# Provided information start

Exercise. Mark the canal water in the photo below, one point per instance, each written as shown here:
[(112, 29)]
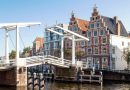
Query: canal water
[(74, 86)]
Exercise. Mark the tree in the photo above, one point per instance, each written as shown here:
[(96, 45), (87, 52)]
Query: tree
[(79, 54), (126, 55), (12, 55), (67, 52), (26, 50)]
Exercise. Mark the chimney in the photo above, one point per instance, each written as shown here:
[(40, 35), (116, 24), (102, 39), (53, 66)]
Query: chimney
[(73, 14), (116, 19), (117, 25), (118, 29)]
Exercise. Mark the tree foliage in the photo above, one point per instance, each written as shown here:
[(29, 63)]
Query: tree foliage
[(12, 54), (126, 55), (25, 50)]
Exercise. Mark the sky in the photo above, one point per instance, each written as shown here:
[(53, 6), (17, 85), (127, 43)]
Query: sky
[(48, 11)]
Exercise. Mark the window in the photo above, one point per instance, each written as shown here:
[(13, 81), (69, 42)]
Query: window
[(92, 25), (101, 32), (96, 50), (96, 18), (89, 42), (113, 63), (103, 40), (95, 33), (89, 34), (75, 29), (95, 41), (89, 50), (104, 50), (98, 25), (71, 29), (128, 43), (82, 43), (122, 43), (113, 50)]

# Provided information end

Convert all of the material above into a numbered list with one line per entry and no blank lines. Leave the pictures out.

1. Exercise. Mark the canal water in the photo below, one point per instance, each written as shown here:
2. [(112, 29)]
3. Query: canal water
4. [(74, 86)]
5. Exercise. Mark the tree in the photo above, one point per instance, each written as shown here:
6. [(96, 45), (87, 52)]
7. Query: tree
8. [(79, 54), (126, 55), (12, 55), (67, 52), (26, 50)]
9. Exercise. Mark the chimney in the photo above, one point per instance, each written as shown here:
10. [(40, 35), (116, 24), (102, 39), (53, 66)]
11. Query: chimney
12. [(73, 14), (116, 19), (117, 25), (118, 29)]
13. Exercise. Mark the tree foliage in the photo above, one point per instance, each written as shown here:
14. [(29, 63)]
15. Query: tree foliage
16. [(12, 54), (126, 55), (25, 50)]
17. Exercise. Mark the sky in the photo above, one point per instance, each written as shown here:
18. [(53, 6), (17, 85), (127, 43)]
19. Query: sky
20. [(48, 11)]
21. Exercise. Mark the window in the photo above, one point per instance, each written as shown here:
22. [(13, 81), (69, 42)]
23. Query: window
24. [(92, 25), (101, 32), (96, 50), (96, 18), (89, 42), (113, 63), (103, 40), (95, 33), (89, 34), (75, 29), (95, 41), (89, 50), (104, 50), (98, 25), (71, 29), (128, 43), (82, 43), (122, 43), (113, 50)]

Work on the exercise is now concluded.